Information:
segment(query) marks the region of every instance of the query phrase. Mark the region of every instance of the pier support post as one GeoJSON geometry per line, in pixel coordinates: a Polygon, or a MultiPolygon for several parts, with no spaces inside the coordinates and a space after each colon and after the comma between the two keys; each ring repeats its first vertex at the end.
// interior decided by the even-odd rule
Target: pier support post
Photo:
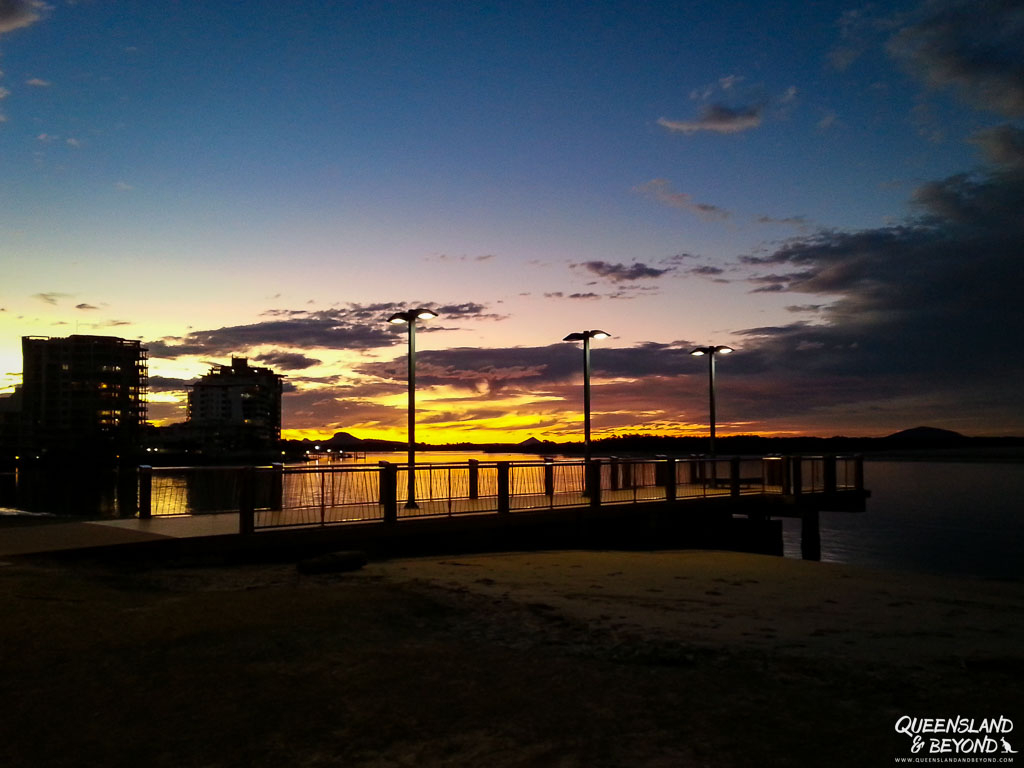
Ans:
{"type": "Polygon", "coordinates": [[[256,467],[244,467],[238,488],[238,532],[245,535],[256,530],[256,467]]]}
{"type": "Polygon", "coordinates": [[[498,462],[498,514],[507,515],[511,509],[509,504],[510,486],[507,461],[498,462]]]}
{"type": "Polygon", "coordinates": [[[469,460],[469,498],[480,498],[480,460],[469,460]]]}
{"type": "Polygon", "coordinates": [[[633,462],[626,459],[621,465],[622,470],[622,482],[619,484],[620,488],[627,490],[633,489],[633,462]]]}
{"type": "Polygon", "coordinates": [[[139,467],[139,519],[148,520],[153,516],[153,468],[148,464],[139,467]]]}
{"type": "Polygon", "coordinates": [[[284,464],[270,465],[270,508],[280,512],[284,508],[284,464]]]}
{"type": "MultiPolygon", "coordinates": [[[[620,487],[619,486],[619,457],[618,456],[610,456],[608,458],[608,465],[609,465],[608,468],[611,471],[611,476],[612,476],[611,477],[611,479],[612,479],[612,490],[613,491],[617,491],[617,490],[619,490],[619,487],[620,487]]],[[[622,471],[623,472],[626,471],[625,465],[623,465],[622,471]]],[[[625,485],[625,483],[623,483],[623,485],[625,485]]]]}
{"type": "Polygon", "coordinates": [[[739,497],[740,495],[740,457],[733,456],[729,459],[729,495],[739,497]]]}
{"type": "Polygon", "coordinates": [[[825,456],[825,465],[822,467],[822,475],[825,481],[825,493],[832,495],[836,492],[836,457],[825,456]]]}
{"type": "Polygon", "coordinates": [[[584,485],[590,494],[590,506],[601,506],[601,460],[591,459],[584,465],[584,485]]]}
{"type": "Polygon", "coordinates": [[[783,471],[785,465],[778,456],[764,456],[761,459],[761,492],[768,493],[769,488],[779,486],[780,492],[785,493],[783,471]]]}
{"type": "Polygon", "coordinates": [[[817,508],[805,509],[800,516],[800,556],[804,560],[821,560],[821,528],[817,508]]]}
{"type": "Polygon", "coordinates": [[[549,499],[555,496],[555,460],[544,457],[544,495],[549,499]]]}
{"type": "Polygon", "coordinates": [[[791,491],[794,496],[799,496],[804,491],[804,457],[791,456],[790,462],[793,466],[793,486],[791,491]]]}
{"type": "Polygon", "coordinates": [[[387,484],[384,482],[384,467],[386,467],[387,465],[388,462],[383,460],[377,462],[377,466],[380,467],[380,481],[377,483],[377,503],[382,506],[384,504],[385,499],[384,489],[387,487],[387,484]]]}
{"type": "Polygon", "coordinates": [[[864,491],[864,456],[857,454],[853,457],[853,486],[858,493],[864,491]]]}
{"type": "Polygon", "coordinates": [[[398,522],[398,466],[390,461],[380,462],[380,504],[384,508],[384,522],[398,522]]]}
{"type": "Polygon", "coordinates": [[[664,475],[662,480],[665,486],[665,501],[676,500],[676,460],[669,457],[665,459],[664,475]]]}

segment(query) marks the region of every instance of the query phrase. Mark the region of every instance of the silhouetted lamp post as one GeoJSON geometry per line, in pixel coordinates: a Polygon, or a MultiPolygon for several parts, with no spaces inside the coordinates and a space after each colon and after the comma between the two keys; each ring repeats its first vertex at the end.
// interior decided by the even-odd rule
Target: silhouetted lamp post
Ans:
{"type": "Polygon", "coordinates": [[[732,351],[732,347],[719,344],[713,347],[697,347],[690,352],[694,357],[707,355],[708,358],[708,392],[711,406],[711,445],[709,453],[711,456],[715,455],[715,355],[727,355],[732,351]]]}
{"type": "Polygon", "coordinates": [[[432,309],[407,309],[396,312],[388,318],[394,325],[409,326],[409,492],[405,500],[406,509],[419,509],[416,503],[416,321],[437,317],[432,309]]]}
{"type": "Polygon", "coordinates": [[[610,333],[604,331],[580,331],[570,333],[562,341],[583,342],[583,459],[590,464],[590,340],[607,339],[610,333]]]}

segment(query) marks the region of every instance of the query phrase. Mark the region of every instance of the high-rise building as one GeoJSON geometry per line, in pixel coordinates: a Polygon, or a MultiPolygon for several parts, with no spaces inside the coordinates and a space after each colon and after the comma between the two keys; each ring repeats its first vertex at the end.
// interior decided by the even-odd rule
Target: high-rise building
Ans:
{"type": "Polygon", "coordinates": [[[147,350],[114,336],[21,340],[21,442],[29,451],[116,456],[146,423],[147,350]]]}
{"type": "Polygon", "coordinates": [[[281,439],[282,376],[244,357],[192,385],[188,424],[205,452],[260,452],[281,439]]]}

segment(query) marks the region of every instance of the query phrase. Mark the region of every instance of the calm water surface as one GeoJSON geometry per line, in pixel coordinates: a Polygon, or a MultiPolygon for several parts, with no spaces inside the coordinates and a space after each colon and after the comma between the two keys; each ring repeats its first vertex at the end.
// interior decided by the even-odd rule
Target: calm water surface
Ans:
{"type": "MultiPolygon", "coordinates": [[[[424,463],[532,458],[417,454],[424,463]]],[[[405,454],[370,454],[366,461],[381,459],[404,462],[405,454]]],[[[1024,463],[867,461],[864,484],[871,491],[866,512],[822,513],[822,560],[1024,579],[1024,463]]],[[[787,557],[800,557],[798,520],[784,522],[784,546],[787,557]]]]}
{"type": "MultiPolygon", "coordinates": [[[[822,513],[822,560],[1024,579],[1024,464],[867,461],[864,484],[865,513],[822,513]]],[[[785,526],[799,557],[799,521],[785,526]]]]}

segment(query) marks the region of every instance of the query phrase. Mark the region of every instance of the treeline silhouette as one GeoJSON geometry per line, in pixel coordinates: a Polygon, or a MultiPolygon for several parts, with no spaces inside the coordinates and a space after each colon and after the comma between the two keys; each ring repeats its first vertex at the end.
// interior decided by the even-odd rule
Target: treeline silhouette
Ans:
{"type": "MultiPolygon", "coordinates": [[[[1024,437],[966,437],[950,430],[934,427],[915,427],[885,437],[765,437],[761,435],[732,435],[716,437],[716,453],[729,455],[764,454],[822,454],[822,453],[897,453],[908,452],[1007,452],[1024,448],[1024,437]]],[[[301,454],[313,446],[320,450],[335,451],[401,451],[406,443],[391,440],[360,439],[347,432],[339,432],[325,440],[287,440],[288,454],[301,454]]],[[[591,445],[598,456],[629,455],[691,455],[708,450],[707,437],[674,437],[659,435],[618,435],[593,440],[591,445]]],[[[492,453],[522,453],[532,455],[583,455],[582,441],[553,442],[529,438],[520,443],[417,443],[417,450],[481,451],[492,453]]]]}

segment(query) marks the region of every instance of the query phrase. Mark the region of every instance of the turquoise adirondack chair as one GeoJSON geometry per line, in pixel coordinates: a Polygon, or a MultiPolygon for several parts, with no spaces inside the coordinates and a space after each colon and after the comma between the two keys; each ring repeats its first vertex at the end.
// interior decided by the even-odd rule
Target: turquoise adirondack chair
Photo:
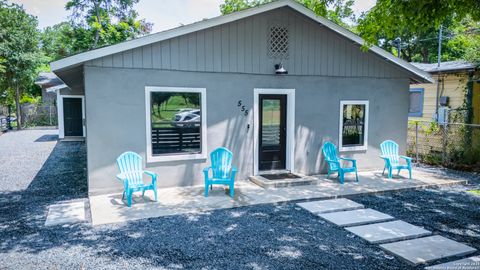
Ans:
{"type": "Polygon", "coordinates": [[[322,147],[323,156],[328,165],[328,177],[332,172],[337,172],[340,178],[340,183],[344,183],[345,173],[354,172],[355,179],[358,182],[357,161],[352,158],[342,158],[337,156],[337,147],[331,142],[326,142],[322,147]],[[342,167],[341,160],[346,160],[352,163],[351,167],[342,167]]]}
{"type": "Polygon", "coordinates": [[[235,175],[237,168],[232,166],[233,154],[225,147],[215,149],[210,153],[210,161],[212,166],[203,169],[205,175],[205,197],[208,197],[208,189],[213,185],[228,185],[230,189],[230,197],[233,198],[235,187],[235,175]],[[209,171],[212,176],[209,176],[209,171]]]}
{"type": "Polygon", "coordinates": [[[155,201],[157,201],[157,174],[142,169],[142,157],[134,152],[125,152],[117,158],[117,165],[120,173],[117,174],[117,179],[123,182],[122,200],[127,197],[127,206],[132,205],[132,194],[137,191],[142,192],[142,197],[145,191],[153,190],[155,201]],[[152,178],[152,182],[148,185],[143,183],[142,175],[146,174],[152,178]]]}
{"type": "Polygon", "coordinates": [[[382,155],[380,156],[385,161],[382,175],[385,170],[388,170],[388,178],[392,178],[392,171],[398,170],[398,174],[402,169],[407,169],[412,179],[412,159],[406,156],[400,156],[398,154],[398,144],[391,140],[386,140],[380,144],[380,150],[382,155]],[[400,159],[404,159],[406,164],[402,164],[400,159]]]}

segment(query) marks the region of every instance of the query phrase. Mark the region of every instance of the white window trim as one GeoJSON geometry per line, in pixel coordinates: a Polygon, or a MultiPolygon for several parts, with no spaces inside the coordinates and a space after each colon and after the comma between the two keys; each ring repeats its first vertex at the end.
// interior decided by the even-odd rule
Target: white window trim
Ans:
{"type": "MultiPolygon", "coordinates": [[[[85,96],[84,95],[62,95],[57,90],[57,118],[58,118],[58,138],[65,138],[65,120],[63,119],[63,98],[80,98],[82,99],[82,137],[86,137],[85,130],[85,96]]],[[[68,136],[67,136],[68,137],[68,136]]]]}
{"type": "Polygon", "coordinates": [[[160,87],[160,86],[145,86],[145,113],[146,113],[146,137],[147,137],[147,162],[166,162],[177,160],[193,160],[207,158],[207,90],[206,88],[186,88],[186,87],[160,87]],[[190,92],[200,93],[201,104],[201,153],[197,154],[166,154],[154,156],[152,154],[152,128],[151,128],[151,109],[150,109],[150,93],[152,92],[190,92]]]}
{"type": "Polygon", "coordinates": [[[338,145],[339,151],[347,152],[347,151],[365,151],[368,147],[368,100],[342,100],[340,101],[340,119],[339,119],[339,126],[338,126],[338,145]],[[342,128],[343,128],[343,106],[344,105],[365,105],[365,130],[364,130],[364,140],[363,145],[359,146],[342,146],[343,145],[343,138],[342,138],[342,128]]]}
{"type": "Polygon", "coordinates": [[[253,89],[253,174],[258,175],[259,151],[259,102],[261,94],[287,95],[287,138],[285,151],[285,169],[295,171],[295,89],[255,88],[253,89]]]}

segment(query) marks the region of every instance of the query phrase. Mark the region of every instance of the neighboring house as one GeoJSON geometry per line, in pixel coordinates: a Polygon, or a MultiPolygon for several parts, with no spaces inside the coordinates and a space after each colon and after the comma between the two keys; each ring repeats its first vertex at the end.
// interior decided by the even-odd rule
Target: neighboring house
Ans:
{"type": "Polygon", "coordinates": [[[465,61],[443,62],[440,67],[437,63],[411,64],[430,73],[435,83],[410,85],[410,120],[435,121],[438,98],[440,122],[480,124],[480,72],[474,64],[465,61]]]}
{"type": "Polygon", "coordinates": [[[60,78],[53,72],[40,72],[35,84],[42,88],[42,103],[45,105],[55,105],[57,94],[49,90],[51,87],[64,84],[60,78]]]}
{"type": "Polygon", "coordinates": [[[42,88],[42,102],[57,106],[59,138],[85,137],[84,91],[72,90],[53,72],[41,72],[35,84],[42,88]]]}
{"type": "Polygon", "coordinates": [[[234,153],[238,179],[269,170],[324,172],[325,141],[360,169],[382,168],[383,140],[405,152],[410,82],[432,79],[362,44],[284,0],[51,68],[84,104],[77,116],[86,117],[89,193],[99,194],[123,189],[115,160],[124,151],[140,153],[160,187],[203,183],[208,154],[220,146],[234,153]]]}

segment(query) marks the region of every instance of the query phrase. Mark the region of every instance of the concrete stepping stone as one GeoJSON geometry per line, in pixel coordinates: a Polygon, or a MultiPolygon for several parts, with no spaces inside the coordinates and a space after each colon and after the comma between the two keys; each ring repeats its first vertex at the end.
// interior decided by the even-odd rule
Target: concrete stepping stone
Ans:
{"type": "Polygon", "coordinates": [[[85,202],[70,202],[50,205],[45,226],[85,221],[85,202]]]}
{"type": "Polygon", "coordinates": [[[426,270],[480,269],[480,256],[425,267],[426,270]]]}
{"type": "Polygon", "coordinates": [[[314,214],[323,214],[363,208],[363,205],[345,198],[297,203],[297,205],[314,214]]]}
{"type": "Polygon", "coordinates": [[[430,231],[401,220],[348,227],[346,230],[372,244],[407,240],[431,234],[430,231]]]}
{"type": "Polygon", "coordinates": [[[393,217],[390,215],[378,212],[370,208],[326,213],[320,214],[319,216],[342,227],[358,226],[375,222],[384,222],[393,219],[393,217]]]}
{"type": "Polygon", "coordinates": [[[440,235],[380,245],[380,248],[417,265],[442,258],[463,256],[476,251],[465,244],[440,235]]]}

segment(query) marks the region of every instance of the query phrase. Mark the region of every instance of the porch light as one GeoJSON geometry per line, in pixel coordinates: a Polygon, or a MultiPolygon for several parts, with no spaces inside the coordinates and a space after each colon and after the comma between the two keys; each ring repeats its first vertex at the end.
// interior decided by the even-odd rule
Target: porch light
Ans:
{"type": "Polygon", "coordinates": [[[284,74],[288,74],[288,71],[285,68],[283,68],[282,63],[280,63],[275,65],[275,74],[284,75],[284,74]]]}

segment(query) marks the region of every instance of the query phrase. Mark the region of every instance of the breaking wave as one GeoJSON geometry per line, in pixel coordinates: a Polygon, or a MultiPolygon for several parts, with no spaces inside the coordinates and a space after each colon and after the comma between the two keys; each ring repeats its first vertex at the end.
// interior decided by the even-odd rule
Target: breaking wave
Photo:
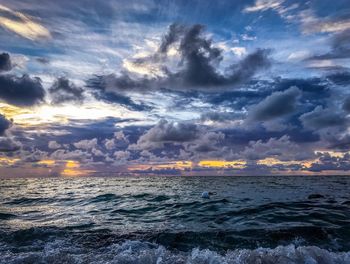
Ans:
{"type": "MultiPolygon", "coordinates": [[[[1,245],[0,245],[1,246],[1,245]]],[[[282,264],[347,264],[350,252],[330,252],[316,246],[278,246],[274,249],[236,249],[216,252],[194,248],[188,252],[164,246],[128,240],[107,247],[86,248],[66,240],[54,240],[33,251],[1,252],[0,263],[282,263],[282,264]]]]}

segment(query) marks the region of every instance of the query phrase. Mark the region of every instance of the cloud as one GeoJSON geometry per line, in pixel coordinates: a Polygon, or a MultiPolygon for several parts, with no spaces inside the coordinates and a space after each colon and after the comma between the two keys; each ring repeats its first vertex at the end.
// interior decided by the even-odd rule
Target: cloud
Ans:
{"type": "Polygon", "coordinates": [[[126,162],[130,158],[130,155],[129,151],[116,151],[113,153],[118,163],[126,162]]]}
{"type": "Polygon", "coordinates": [[[108,149],[108,150],[112,150],[115,148],[115,141],[114,141],[114,138],[112,139],[106,139],[105,141],[105,148],[108,149]]]}
{"type": "Polygon", "coordinates": [[[283,92],[275,92],[253,106],[248,114],[248,119],[268,121],[288,115],[296,110],[297,98],[300,95],[301,91],[297,87],[291,87],[283,92]]]}
{"type": "Polygon", "coordinates": [[[11,126],[12,122],[4,115],[0,114],[0,136],[11,126]]]}
{"type": "Polygon", "coordinates": [[[291,142],[288,135],[280,138],[270,138],[266,142],[262,140],[251,141],[242,152],[242,156],[248,160],[261,160],[276,158],[281,161],[305,160],[314,157],[313,151],[291,142]]]}
{"type": "Polygon", "coordinates": [[[279,9],[285,0],[256,0],[253,6],[244,8],[244,12],[266,11],[268,9],[279,9]]]}
{"type": "Polygon", "coordinates": [[[303,92],[303,98],[307,97],[308,100],[312,98],[319,98],[329,96],[329,83],[324,78],[310,77],[310,78],[275,78],[273,82],[268,83],[272,85],[274,89],[278,91],[284,91],[292,86],[298,87],[303,92]]]}
{"type": "Polygon", "coordinates": [[[337,85],[348,85],[350,84],[350,72],[348,71],[335,72],[330,75],[327,75],[327,79],[337,85]]]}
{"type": "Polygon", "coordinates": [[[318,153],[318,161],[311,164],[310,171],[349,171],[350,170],[350,154],[343,156],[332,156],[328,152],[318,153]]]}
{"type": "MultiPolygon", "coordinates": [[[[186,145],[185,150],[197,153],[204,153],[208,157],[209,152],[219,151],[218,144],[225,139],[225,134],[221,132],[203,132],[198,139],[186,145]]],[[[196,155],[193,155],[194,158],[196,155]]],[[[221,156],[221,154],[220,154],[221,156]]]]}
{"type": "Polygon", "coordinates": [[[313,130],[343,126],[347,122],[344,114],[334,109],[324,109],[322,106],[317,106],[313,111],[301,115],[299,119],[305,128],[313,130]]]}
{"type": "Polygon", "coordinates": [[[312,56],[308,58],[308,60],[331,60],[346,58],[350,58],[350,21],[348,30],[332,36],[330,52],[312,56]]]}
{"type": "Polygon", "coordinates": [[[19,141],[16,141],[12,136],[0,136],[0,153],[15,152],[22,147],[19,141]]]}
{"type": "Polygon", "coordinates": [[[343,110],[350,113],[350,97],[347,97],[343,103],[343,110]]]}
{"type": "Polygon", "coordinates": [[[208,131],[208,127],[190,122],[160,120],[139,137],[129,151],[139,151],[142,161],[200,160],[223,157],[228,150],[221,148],[225,134],[208,131]]]}
{"type": "Polygon", "coordinates": [[[61,147],[62,147],[61,144],[58,144],[57,141],[54,141],[54,140],[49,141],[49,144],[48,144],[49,149],[59,149],[61,147]]]}
{"type": "Polygon", "coordinates": [[[0,26],[30,40],[50,39],[50,31],[31,17],[0,5],[0,26]]]}
{"type": "Polygon", "coordinates": [[[213,87],[233,86],[248,82],[258,71],[268,68],[271,64],[269,54],[268,49],[257,49],[238,63],[224,69],[223,74],[217,70],[223,60],[222,50],[214,46],[212,39],[204,35],[203,25],[172,24],[154,54],[133,61],[138,67],[161,63],[161,75],[138,77],[134,73],[124,71],[119,76],[102,76],[100,90],[118,94],[162,88],[207,90],[213,87]],[[179,53],[179,61],[178,67],[170,69],[167,65],[169,63],[167,51],[173,46],[179,53]]]}
{"type": "Polygon", "coordinates": [[[17,106],[32,106],[44,100],[45,90],[40,78],[28,75],[0,75],[0,99],[17,106]]]}
{"type": "Polygon", "coordinates": [[[350,29],[350,19],[342,16],[316,17],[311,9],[304,10],[298,16],[303,32],[310,33],[336,33],[350,29]]]}
{"type": "Polygon", "coordinates": [[[0,54],[0,72],[10,71],[12,69],[12,63],[10,55],[8,53],[0,54]]]}
{"type": "Polygon", "coordinates": [[[198,137],[198,128],[191,123],[160,120],[154,127],[142,135],[131,149],[149,150],[164,147],[165,143],[189,142],[198,137]]]}
{"type": "Polygon", "coordinates": [[[55,160],[61,160],[61,161],[62,160],[79,160],[82,162],[89,162],[91,161],[91,154],[85,151],[82,151],[80,149],[76,149],[73,151],[58,149],[53,153],[51,153],[50,158],[55,160]]]}
{"type": "Polygon", "coordinates": [[[221,85],[224,77],[214,67],[222,60],[221,50],[213,47],[212,41],[202,36],[203,29],[202,25],[194,25],[179,36],[179,51],[185,68],[173,78],[193,86],[221,85]]]}
{"type": "Polygon", "coordinates": [[[201,121],[226,122],[242,118],[237,112],[205,112],[201,114],[201,121]]]}
{"type": "MultiPolygon", "coordinates": [[[[148,83],[145,80],[145,85],[148,83]]],[[[87,82],[87,87],[91,90],[95,98],[111,103],[116,103],[132,111],[150,111],[151,105],[143,102],[135,102],[131,97],[123,94],[129,89],[141,89],[141,82],[132,80],[129,76],[115,77],[115,75],[96,76],[87,82]],[[118,89],[115,89],[118,87],[118,89]],[[121,89],[121,90],[119,90],[121,89]]]]}
{"type": "Polygon", "coordinates": [[[230,50],[238,57],[243,57],[247,54],[247,49],[245,47],[233,47],[230,50]]]}
{"type": "Polygon", "coordinates": [[[81,102],[84,99],[83,91],[64,77],[58,78],[49,89],[53,104],[81,102]]]}
{"type": "Polygon", "coordinates": [[[117,147],[126,147],[129,144],[129,139],[123,131],[114,132],[113,138],[106,138],[104,146],[107,150],[113,150],[117,147]]]}
{"type": "Polygon", "coordinates": [[[248,81],[258,70],[270,66],[270,51],[258,49],[226,69],[227,75],[218,73],[222,50],[213,47],[212,40],[202,35],[203,30],[202,25],[194,25],[182,36],[179,51],[185,68],[170,78],[194,87],[233,85],[248,81]]]}
{"type": "Polygon", "coordinates": [[[84,139],[79,142],[73,143],[74,147],[77,149],[89,150],[97,147],[97,138],[84,139]]]}

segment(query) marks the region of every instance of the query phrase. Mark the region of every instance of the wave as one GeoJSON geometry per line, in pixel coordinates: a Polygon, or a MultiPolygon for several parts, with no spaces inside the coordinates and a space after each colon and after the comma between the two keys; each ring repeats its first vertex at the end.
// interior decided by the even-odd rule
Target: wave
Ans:
{"type": "Polygon", "coordinates": [[[69,202],[73,201],[73,198],[44,198],[44,197],[21,197],[12,199],[8,202],[4,202],[5,205],[44,205],[44,204],[52,204],[52,203],[59,203],[59,202],[69,202]]]}
{"type": "Polygon", "coordinates": [[[331,252],[316,246],[278,246],[276,248],[235,249],[217,252],[194,248],[190,251],[174,251],[164,246],[128,240],[106,247],[86,248],[68,243],[64,239],[48,242],[38,250],[20,252],[2,251],[0,244],[0,263],[325,263],[348,264],[350,252],[331,252]]]}
{"type": "Polygon", "coordinates": [[[9,214],[9,213],[1,213],[0,212],[0,220],[8,220],[8,219],[13,219],[16,218],[17,216],[14,214],[9,214]]]}
{"type": "MultiPolygon", "coordinates": [[[[6,216],[9,219],[12,215],[6,216]]],[[[277,247],[295,244],[297,246],[314,245],[332,251],[349,251],[349,229],[338,227],[289,226],[276,229],[250,228],[245,230],[113,230],[100,228],[94,223],[79,223],[66,227],[32,227],[28,229],[0,229],[0,244],[13,247],[45,244],[52,239],[65,238],[80,241],[96,247],[108,246],[125,240],[141,240],[159,244],[166,248],[188,251],[195,247],[214,251],[232,248],[254,249],[257,247],[277,247]]]]}
{"type": "Polygon", "coordinates": [[[90,199],[90,203],[108,202],[117,200],[119,197],[113,193],[101,194],[90,199]]]}

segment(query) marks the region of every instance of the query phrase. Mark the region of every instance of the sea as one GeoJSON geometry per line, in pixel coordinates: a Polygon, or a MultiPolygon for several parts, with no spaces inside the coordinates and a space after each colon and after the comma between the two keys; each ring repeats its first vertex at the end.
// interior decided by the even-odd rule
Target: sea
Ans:
{"type": "Polygon", "coordinates": [[[350,177],[3,179],[0,263],[349,264],[350,177]]]}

Exercise objective:
The answer is the lines above between the line holding "of the cloud" and the line holding "Target: cloud", inclusive, each written out exactly, and no others.

Problem solution:
segment(query) marks the region of every instance of the query phrase. Mark the region of every instance of the cloud as one GeoJSON geometry per line, in pixel coordinates: a Polygon, or a MultiPolygon for several parts, with no spaces inside the coordinates and a space after each colon and after the comma between the two keys; each ring repeats its first vertex at the end.
// interior decided by the even-odd rule
Target: cloud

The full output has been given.